> **DESCRIPTION OF THE TASK**:
Every entry in the following data should be output exactly.

[RECORDS FOR THIS EXERCISE — start]

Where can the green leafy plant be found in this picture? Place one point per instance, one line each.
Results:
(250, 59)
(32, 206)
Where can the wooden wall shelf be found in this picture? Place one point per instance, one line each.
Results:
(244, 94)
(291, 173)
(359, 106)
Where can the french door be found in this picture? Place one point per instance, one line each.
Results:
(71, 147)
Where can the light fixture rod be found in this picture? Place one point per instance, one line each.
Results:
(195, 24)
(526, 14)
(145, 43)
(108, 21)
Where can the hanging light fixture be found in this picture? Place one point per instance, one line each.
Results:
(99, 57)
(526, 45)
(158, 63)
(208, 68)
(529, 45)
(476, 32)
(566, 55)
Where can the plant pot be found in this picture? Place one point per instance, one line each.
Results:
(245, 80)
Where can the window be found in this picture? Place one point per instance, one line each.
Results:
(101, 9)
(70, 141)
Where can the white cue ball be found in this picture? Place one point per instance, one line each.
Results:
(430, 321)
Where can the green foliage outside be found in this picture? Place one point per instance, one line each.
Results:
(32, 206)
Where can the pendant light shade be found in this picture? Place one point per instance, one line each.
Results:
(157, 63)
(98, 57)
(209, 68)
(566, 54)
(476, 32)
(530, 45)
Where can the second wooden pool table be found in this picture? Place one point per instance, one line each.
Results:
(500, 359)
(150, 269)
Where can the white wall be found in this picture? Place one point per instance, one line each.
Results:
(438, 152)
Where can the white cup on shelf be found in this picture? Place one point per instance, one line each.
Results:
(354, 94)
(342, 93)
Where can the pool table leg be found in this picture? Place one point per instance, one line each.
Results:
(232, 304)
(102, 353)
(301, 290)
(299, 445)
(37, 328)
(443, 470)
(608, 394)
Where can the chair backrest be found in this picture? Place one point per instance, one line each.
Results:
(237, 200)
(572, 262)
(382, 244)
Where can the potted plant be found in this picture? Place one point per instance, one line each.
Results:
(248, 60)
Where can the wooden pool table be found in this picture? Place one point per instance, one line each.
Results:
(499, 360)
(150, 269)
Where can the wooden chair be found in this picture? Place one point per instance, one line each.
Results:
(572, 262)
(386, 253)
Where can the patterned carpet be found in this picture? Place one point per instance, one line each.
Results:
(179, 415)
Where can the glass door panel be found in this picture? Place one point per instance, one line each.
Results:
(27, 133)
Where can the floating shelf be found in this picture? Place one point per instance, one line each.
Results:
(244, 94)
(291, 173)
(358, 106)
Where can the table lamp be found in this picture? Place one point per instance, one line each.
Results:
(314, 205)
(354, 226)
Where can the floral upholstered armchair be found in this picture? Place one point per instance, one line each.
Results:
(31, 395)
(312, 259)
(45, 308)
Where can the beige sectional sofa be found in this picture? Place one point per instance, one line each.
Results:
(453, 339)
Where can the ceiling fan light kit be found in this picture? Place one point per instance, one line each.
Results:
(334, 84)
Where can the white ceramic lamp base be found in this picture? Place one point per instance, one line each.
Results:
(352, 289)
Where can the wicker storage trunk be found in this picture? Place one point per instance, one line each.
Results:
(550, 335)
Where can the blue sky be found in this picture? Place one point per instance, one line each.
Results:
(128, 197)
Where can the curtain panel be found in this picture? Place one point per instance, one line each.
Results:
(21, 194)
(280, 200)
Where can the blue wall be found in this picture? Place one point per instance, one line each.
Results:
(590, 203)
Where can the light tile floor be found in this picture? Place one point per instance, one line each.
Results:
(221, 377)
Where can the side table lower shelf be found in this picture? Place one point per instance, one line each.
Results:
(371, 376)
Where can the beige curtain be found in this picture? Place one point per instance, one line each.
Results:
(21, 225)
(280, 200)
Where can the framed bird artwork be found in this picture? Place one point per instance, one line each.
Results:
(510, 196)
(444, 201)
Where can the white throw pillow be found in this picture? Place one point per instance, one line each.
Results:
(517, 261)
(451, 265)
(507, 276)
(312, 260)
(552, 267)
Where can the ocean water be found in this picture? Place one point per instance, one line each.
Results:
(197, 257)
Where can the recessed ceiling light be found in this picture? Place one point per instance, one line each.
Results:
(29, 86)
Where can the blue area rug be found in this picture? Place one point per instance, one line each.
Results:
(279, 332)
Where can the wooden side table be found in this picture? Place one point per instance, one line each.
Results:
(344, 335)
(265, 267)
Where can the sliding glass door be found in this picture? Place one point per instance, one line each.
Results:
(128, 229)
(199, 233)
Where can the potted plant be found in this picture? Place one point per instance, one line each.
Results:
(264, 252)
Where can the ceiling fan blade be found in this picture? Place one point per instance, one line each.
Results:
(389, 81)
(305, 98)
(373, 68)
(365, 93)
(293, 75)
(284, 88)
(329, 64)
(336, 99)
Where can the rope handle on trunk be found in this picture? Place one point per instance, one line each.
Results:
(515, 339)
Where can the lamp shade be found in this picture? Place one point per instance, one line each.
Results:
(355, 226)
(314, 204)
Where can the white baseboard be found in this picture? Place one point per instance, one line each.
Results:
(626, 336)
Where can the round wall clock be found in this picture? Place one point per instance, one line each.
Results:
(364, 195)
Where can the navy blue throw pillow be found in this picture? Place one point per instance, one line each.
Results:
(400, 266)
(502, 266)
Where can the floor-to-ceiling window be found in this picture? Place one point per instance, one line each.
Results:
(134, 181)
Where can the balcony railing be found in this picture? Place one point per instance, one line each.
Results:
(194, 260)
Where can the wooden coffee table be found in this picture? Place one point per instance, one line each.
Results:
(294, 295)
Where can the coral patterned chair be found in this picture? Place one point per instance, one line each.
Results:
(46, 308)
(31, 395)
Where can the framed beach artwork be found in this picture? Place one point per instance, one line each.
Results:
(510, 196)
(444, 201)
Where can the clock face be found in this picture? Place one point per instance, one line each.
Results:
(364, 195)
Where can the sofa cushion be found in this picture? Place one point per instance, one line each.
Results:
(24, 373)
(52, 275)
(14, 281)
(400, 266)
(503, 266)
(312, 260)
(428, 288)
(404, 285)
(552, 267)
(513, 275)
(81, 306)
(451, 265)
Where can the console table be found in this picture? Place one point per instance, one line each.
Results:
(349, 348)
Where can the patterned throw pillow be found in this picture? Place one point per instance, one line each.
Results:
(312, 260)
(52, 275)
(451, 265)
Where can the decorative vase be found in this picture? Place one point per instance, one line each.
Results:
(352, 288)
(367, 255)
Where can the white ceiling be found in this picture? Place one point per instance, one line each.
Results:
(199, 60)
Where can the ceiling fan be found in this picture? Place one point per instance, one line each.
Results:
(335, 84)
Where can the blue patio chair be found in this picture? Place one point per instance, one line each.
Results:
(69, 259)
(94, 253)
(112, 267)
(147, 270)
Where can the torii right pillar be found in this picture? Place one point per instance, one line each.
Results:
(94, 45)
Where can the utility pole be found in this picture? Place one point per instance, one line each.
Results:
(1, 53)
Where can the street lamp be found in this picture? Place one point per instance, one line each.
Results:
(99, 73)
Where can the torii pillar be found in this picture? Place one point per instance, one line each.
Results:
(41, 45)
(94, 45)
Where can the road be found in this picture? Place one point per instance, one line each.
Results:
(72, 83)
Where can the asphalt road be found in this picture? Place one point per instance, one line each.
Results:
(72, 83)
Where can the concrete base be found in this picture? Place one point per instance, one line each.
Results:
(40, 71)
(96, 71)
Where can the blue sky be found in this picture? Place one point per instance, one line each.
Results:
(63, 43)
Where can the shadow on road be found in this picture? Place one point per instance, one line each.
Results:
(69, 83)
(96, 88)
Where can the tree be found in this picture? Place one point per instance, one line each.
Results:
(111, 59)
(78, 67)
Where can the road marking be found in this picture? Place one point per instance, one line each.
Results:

[RECORDS FOR THIS EXERCISE — finish]

> **SOLVED EXERCISE**:
Where can the green leafy plant be found in this picture? Place one point per instance, one line each.
Results:
(250, 59)
(32, 206)
Where can the wooden wall shelf be found in this picture? Place one point per instance, one line each.
Results:
(244, 94)
(291, 173)
(359, 106)
Where can the french door be found in this picture? Place one point per instance, one line each.
Results:
(71, 147)
Where can the light fixture rod be found in this picture? Place one point per instance, one line each.
Results:
(195, 24)
(526, 14)
(145, 43)
(108, 21)
Where can the hanging light fixture be found in this picture? Place one point per instance, one line each.
Results:
(99, 57)
(526, 45)
(158, 63)
(208, 68)
(529, 45)
(476, 32)
(566, 55)
Where can the plant pot be found in this picture? Place one point per instance, one line each.
Results:
(245, 80)
Where can the window be found in this picture? Place one point per instance, one line each.
Results:
(101, 9)
(70, 141)
Where can the white cue ball be found in this picture? Place one point per instance, one line each.
Results:
(430, 321)
Where can the green foliage outside be found in this picture? Place one point per instance, one line each.
Results:
(32, 206)
Where can the pendant light shade be found in this picture? Place one point per instance, one line each.
Results:
(157, 63)
(98, 57)
(209, 68)
(566, 54)
(476, 32)
(530, 45)
Where can the second wooden pool table be found in this picture? Place one point per instance, one line each.
Results:
(500, 359)
(150, 269)
Where can the white wall be found in this picture? Place one point per instance, one line each.
Results:
(438, 152)
Where can the white cup on shelf be found in this picture? Place one point per instance, one line each.
Results:
(354, 94)
(342, 93)
Where can the pool table leg be found in this picture? Place one point per instance, one line each.
Results:
(232, 304)
(102, 353)
(301, 290)
(299, 445)
(37, 328)
(443, 470)
(608, 394)
Where can the chair backrest be found in this picture? Place one point per instance, one line each.
Results:
(237, 200)
(572, 262)
(382, 244)
Where can the potted plant be found in this picture? Place one point per instance, one line each.
Results:
(248, 60)
Where can the wooden pool table be found in this picture? Place one point per instance, one line each.
Results:
(499, 360)
(150, 269)
Where can the wooden chair be found in this picture? Place one point per instance, one line each.
Results:
(572, 262)
(386, 253)
Where can the patterned carpet be found in this picture? Place one point per instance, one line each.
Results:
(179, 415)
Where can the glass door panel be found in this picture? Place one point per instance, one line each.
Results:
(27, 133)
Where can the floating shelf be found in this picture? Place one point per instance, one line each.
Results:
(244, 94)
(291, 173)
(358, 106)
Where can the table lamp be found in this picture? Place one point per instance, one line each.
Results:
(314, 205)
(354, 226)
Where can the floral upholstered armchair be found in this picture? Place one point per instance, one line each.
Results:
(31, 395)
(312, 259)
(45, 308)
Where can the beige sectional sofa be found in this picture? Place one point per instance, one line each.
Results:
(453, 339)
Where can the ceiling fan light kit be found in this picture? Place one point per instance, one line each.
Results:
(334, 84)
Where can the white ceramic lamp base be found in this picture? Place one point per instance, one line each.
Results:
(352, 289)
Where can the wicker storage trunk be found in this picture? Place one point per instance, one line each.
Results:
(550, 335)
Where can the blue sky be found in this picture? Place one point per instance, one line each.
Results:
(128, 197)
Where can the curtain panel be found in this picture? Place one point per instance, one line each.
Results:
(21, 194)
(280, 200)
Where can the blue wall be found in this picture? Place one point per instance, one line each.
Results:
(590, 203)
Where can the light tile floor be found in this picture? Place one point per instance, one line each.
Results:
(221, 377)
Where can the side table lower shelf be found in this picture? Place one point per instance, one line each.
Results:
(371, 376)
Where can the beige curtain be found in this picture? Place one point per instance, one line each.
Results:
(21, 225)
(280, 200)
Where can the framed bird artwork be found in this picture? Place one point per instance, one line each.
Results:
(510, 196)
(444, 201)
Where can the white throw pillow be found in this picture? Place one point per instance, one line each.
Results:
(517, 261)
(451, 265)
(507, 276)
(312, 260)
(552, 267)
Where can the ocean water be found in this picture? Place one point per instance, one line each.
Results:
(197, 257)
Where can the recessed ceiling light be found in this picture? Place one point per instance, one line each.
Results:
(29, 86)
Where can the blue area rug be found in this picture? Place one point per instance, one line each.
Results:
(279, 332)
Where can the wooden side table be found in this picture? Place one point per instance, one line each.
Results:
(344, 335)
(265, 267)
Where can the sliding glass door be found in this picture? Place one point per instance, one line each.
Results:
(128, 229)
(199, 233)
Where can the potted plant be found in this picture? Place one point per instance, one line each.
Results:
(264, 252)
Where can the ceiling fan blade be found in this picture? Place one point per instance, one line each.
Results:
(389, 81)
(305, 98)
(373, 68)
(365, 93)
(293, 75)
(284, 88)
(329, 64)
(336, 99)
Where can the rope handle on trunk be found in this picture? Place one point per instance, one line each.
Results:
(515, 339)
Where can the lamp shade be found in this picture? Place one point per instance, one line each.
Results:
(355, 226)
(314, 204)
Where can the white baseboard be found in this picture? Place one point per instance, one line each.
Results:
(626, 336)
Where can the round wall clock be found in this picture? Place one point per instance, one line each.
Results:
(364, 195)
Where can the navy blue throw pillow be found in this picture? Place one point per instance, one line each.
Results:
(400, 266)
(502, 266)
Where can the floor-to-ceiling window be found in this picture? Place one point per instance, one line each.
Results:
(134, 181)
Where can the balcony railing be found in this picture? Place one point per instance, one line each.
Results:
(194, 260)
Where can the wooden coffee table be found in this picture? Place one point per instance, one line each.
Results:
(294, 295)
Where can the coral patterned chair be found in this picture? Place one point per instance, one line each.
Results:
(46, 308)
(31, 395)
Where can the framed beach artwork be found in this picture? Place one point per instance, one line each.
Results:
(510, 196)
(444, 201)
Where can the clock face be found in this picture? Place one point per instance, one line each.
Results:
(364, 195)
Where can the sofa cushion be found in this picture? Place one point per instance, one line each.
Results:
(24, 373)
(52, 275)
(14, 281)
(400, 266)
(503, 266)
(312, 260)
(428, 288)
(404, 285)
(552, 267)
(513, 275)
(81, 306)
(451, 265)
Where can the console table be found in this picture? Place one point per instance, one line each.
Results:
(349, 348)
Where can the patterned throw pillow be found in this picture? Place one point per instance, one line each.
Results:
(312, 260)
(52, 275)
(451, 265)
Where can the decorative vase be found in this picture? Place one point per instance, one line each.
Results:
(352, 288)
(367, 255)
Where can the white ceiling be found in this picture? Place one point per instance, one line each.
Results:
(199, 60)
Where can the ceiling fan be found in this picture? Place one point per instance, one line each.
Results:
(335, 84)
Where can the blue patio chair be found in this picture? Place one point per instance, one line each.
Results:
(69, 259)
(94, 253)
(112, 267)
(147, 270)
Where can the torii right pillar be found in this picture? Place one point per instance, one line each.
Results:
(94, 45)
Where can the utility pole be found in this picture? Place one point per instance, one line each.
Results:
(1, 53)
Where can the street lamp be found in this picture? Place one point per instance, one line each.
Results:
(99, 73)
Where can the torii pillar be found in this picture? Place one point per instance, one line each.
Results:
(41, 45)
(94, 45)
Where can the road be found in this picture? Place one point per instance, one line each.
Results:
(72, 83)
Where can the asphalt road be found in this picture? Place one point per instance, one line each.
Results:
(72, 83)
Where can the concrete base be found in this picture? Place one point per instance, one line each.
Results:
(40, 71)
(96, 71)
Where can the blue sky be found in this picture? Place one point per instance, one line each.
Results:
(63, 43)
Where can the shadow on road be found in this picture? Place one point per instance, one line each.
Results:
(69, 83)
(96, 88)
Where can the tree be found in this picture? Place one point per instance, one line each.
Results:
(111, 59)
(78, 67)
Where can the road marking be found in this picture? Place one point per instance, one line each.
Results:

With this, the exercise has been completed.